TO DO:
All of the records below need to be returned exactly.

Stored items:
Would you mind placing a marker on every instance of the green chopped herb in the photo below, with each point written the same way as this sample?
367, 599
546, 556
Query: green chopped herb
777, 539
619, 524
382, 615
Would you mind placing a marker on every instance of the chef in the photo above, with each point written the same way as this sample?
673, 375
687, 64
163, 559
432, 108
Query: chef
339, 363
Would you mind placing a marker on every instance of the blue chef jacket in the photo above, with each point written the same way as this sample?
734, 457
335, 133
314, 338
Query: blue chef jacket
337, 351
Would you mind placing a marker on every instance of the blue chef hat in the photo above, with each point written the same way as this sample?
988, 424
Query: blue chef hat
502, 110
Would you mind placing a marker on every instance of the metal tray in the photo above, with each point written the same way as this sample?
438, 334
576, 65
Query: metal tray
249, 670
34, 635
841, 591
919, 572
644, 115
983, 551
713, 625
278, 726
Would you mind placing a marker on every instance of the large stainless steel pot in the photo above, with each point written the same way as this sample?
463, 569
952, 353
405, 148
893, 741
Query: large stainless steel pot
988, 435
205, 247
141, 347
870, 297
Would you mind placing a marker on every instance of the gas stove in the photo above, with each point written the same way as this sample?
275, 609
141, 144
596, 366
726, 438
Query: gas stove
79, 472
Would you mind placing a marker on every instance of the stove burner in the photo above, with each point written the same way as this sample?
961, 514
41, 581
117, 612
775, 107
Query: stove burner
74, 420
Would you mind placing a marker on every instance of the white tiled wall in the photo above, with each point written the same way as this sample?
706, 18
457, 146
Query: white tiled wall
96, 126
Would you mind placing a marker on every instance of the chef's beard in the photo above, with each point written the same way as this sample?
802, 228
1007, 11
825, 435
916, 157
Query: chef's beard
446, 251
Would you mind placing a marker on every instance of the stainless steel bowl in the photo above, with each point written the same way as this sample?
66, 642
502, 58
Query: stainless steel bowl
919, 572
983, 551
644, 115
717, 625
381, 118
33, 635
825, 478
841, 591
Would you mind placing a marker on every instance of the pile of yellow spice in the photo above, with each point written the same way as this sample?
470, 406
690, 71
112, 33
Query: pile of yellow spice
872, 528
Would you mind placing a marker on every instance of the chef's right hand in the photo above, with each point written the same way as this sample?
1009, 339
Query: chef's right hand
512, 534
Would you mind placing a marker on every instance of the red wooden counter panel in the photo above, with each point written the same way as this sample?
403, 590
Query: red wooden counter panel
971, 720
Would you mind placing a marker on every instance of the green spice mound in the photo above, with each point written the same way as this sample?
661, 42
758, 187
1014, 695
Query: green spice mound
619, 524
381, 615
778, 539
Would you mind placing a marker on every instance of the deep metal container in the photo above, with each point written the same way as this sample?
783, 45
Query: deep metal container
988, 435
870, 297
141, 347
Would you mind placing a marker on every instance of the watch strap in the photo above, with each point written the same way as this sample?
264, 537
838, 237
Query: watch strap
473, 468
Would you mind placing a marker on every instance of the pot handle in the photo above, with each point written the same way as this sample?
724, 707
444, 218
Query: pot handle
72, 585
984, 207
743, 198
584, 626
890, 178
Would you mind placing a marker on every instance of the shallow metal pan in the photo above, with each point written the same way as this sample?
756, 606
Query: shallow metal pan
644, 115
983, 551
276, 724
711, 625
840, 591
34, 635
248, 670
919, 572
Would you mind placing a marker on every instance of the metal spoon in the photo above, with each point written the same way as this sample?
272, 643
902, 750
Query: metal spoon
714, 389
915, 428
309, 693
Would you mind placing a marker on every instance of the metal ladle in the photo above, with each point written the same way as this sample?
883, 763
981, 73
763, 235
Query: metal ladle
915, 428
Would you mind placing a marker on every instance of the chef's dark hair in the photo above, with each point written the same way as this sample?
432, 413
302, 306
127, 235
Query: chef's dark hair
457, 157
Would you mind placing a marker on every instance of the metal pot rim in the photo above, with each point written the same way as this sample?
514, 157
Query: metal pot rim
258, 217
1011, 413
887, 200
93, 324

OUTPUT OF THE EXERCISE:
Would you mind placing a marker on every instance of the green chopped herb in the photo below, with each point written the same way as this sample?
367, 599
546, 556
Query: green chopped herb
777, 539
619, 524
382, 615
Would you mind placing a marker on every instance of the chef in the photo above, with each point written the same way as this sample?
673, 375
687, 64
163, 559
432, 108
Query: chef
339, 363
Would you mind placing a marker on every instance of the blue chef jacket in the photo above, with each point written the same way as this sample?
734, 457
335, 133
314, 338
Query: blue chef jacket
337, 351
Would you mind placing a marker on every instance of the blue chef hat in the photo above, with each point written the same way as this sample?
988, 424
Query: blue chef hat
502, 110
Would you mind placing a marker on every instance of the metal tray in the photo above, with each point written the same way as this sample?
438, 334
576, 65
Query: metal tray
249, 670
34, 635
841, 591
919, 572
644, 115
983, 551
713, 625
278, 726
Would you mind placing a marker on every instance of the large stainless steel pot in the photo above, with each point written the same way as this sample?
463, 569
952, 353
405, 148
893, 741
Query: large stainless steel pot
988, 435
205, 247
141, 347
870, 297
Would you mind placing a marker on every instance of the gas stove in the photo above, with each point written the same way as this sample?
275, 609
141, 144
596, 366
726, 438
Query: gas stove
79, 472
Would you mind placing a marker on every instance of the stove burner in the photo above, with each point written the same way as this sample?
961, 514
41, 581
117, 612
775, 107
Query: stove burner
74, 420
Would you mind placing a marker on every instance of the white tiled wall in the photo above, with each point written the same way as this sample?
706, 18
457, 146
Query: white tiled wall
96, 126
Would you mind placing a marker on every instance of the chef's beard in the photo above, with each point written the same way as this sample?
802, 228
1007, 11
825, 435
916, 157
Query: chef's beard
446, 251
Would you mind placing a marker on every instance of the stainless steel bowl in the photo above, with each point written the same way as this sample?
66, 642
502, 58
Query: stainless steel bowl
919, 572
983, 551
644, 115
717, 625
381, 118
33, 635
825, 478
841, 591
Would you mind placing a marker on every instance of the pile of yellow spice in the photo above, with each point written the same way as this sample?
470, 406
690, 71
112, 33
Query: pile of yellow spice
872, 528
Would you mind placing a marker on every instance of the chef's right hand in the photo above, with each point written the same way as this sample?
1009, 339
Query: chef's right hand
512, 534
Would you mind placing a marker on every instance of the red wooden counter panel in the photo above, with each point written the same way as this sample?
403, 590
Query: red wooden counter panel
971, 720
Would you mind placing a marker on every instance of the green spice mound in the photo above, with each point written the same way as this sample?
661, 42
758, 187
1014, 695
Query: green spice mound
619, 524
381, 615
778, 539
Would you mind placing a marker on every instance of the deep metal container in the photo above, with each point written the same way as this sample?
783, 45
Query: deep metal container
988, 435
870, 297
141, 347
Would you mind placing a marker on every instance of the watch strap in the photo above, with each point written the same way as this sample?
264, 537
838, 237
Query: watch strap
473, 468
Would you mind placing a marker on every instance of the pot handle in the photo above, with each point written the same way as this sample?
724, 707
444, 218
Query: pot handle
72, 585
984, 207
743, 198
584, 626
890, 178
Would you mind placing a marker on every instance of the shallow metal pan in the photo above, with each point written the same way as this sample?
756, 606
Query: shallow metal pan
644, 115
983, 551
276, 724
711, 625
840, 591
34, 635
248, 670
919, 572
Would you mind placing a marker on every instance of the metal spoon in the photo above, with each point written the same way as this sample?
272, 643
902, 750
Query: metal spoon
714, 389
915, 428
309, 693
Would you mind placing a marker on every instance of the metal ladle in the photo above, with each point written the same way as this sample?
883, 763
981, 73
763, 235
Query: metal ladle
915, 428
Would you mind placing a marker on every instance of the chef's dark hair in the photo above, with each point written the same way as this sample?
432, 413
302, 306
127, 235
Query: chef's dark hair
457, 157
Would you mind placing a marker on every instance of the metal pot rim in the photo above, with each point written the same way as this sample?
514, 157
Query: metal pot rim
258, 217
1011, 413
887, 200
93, 324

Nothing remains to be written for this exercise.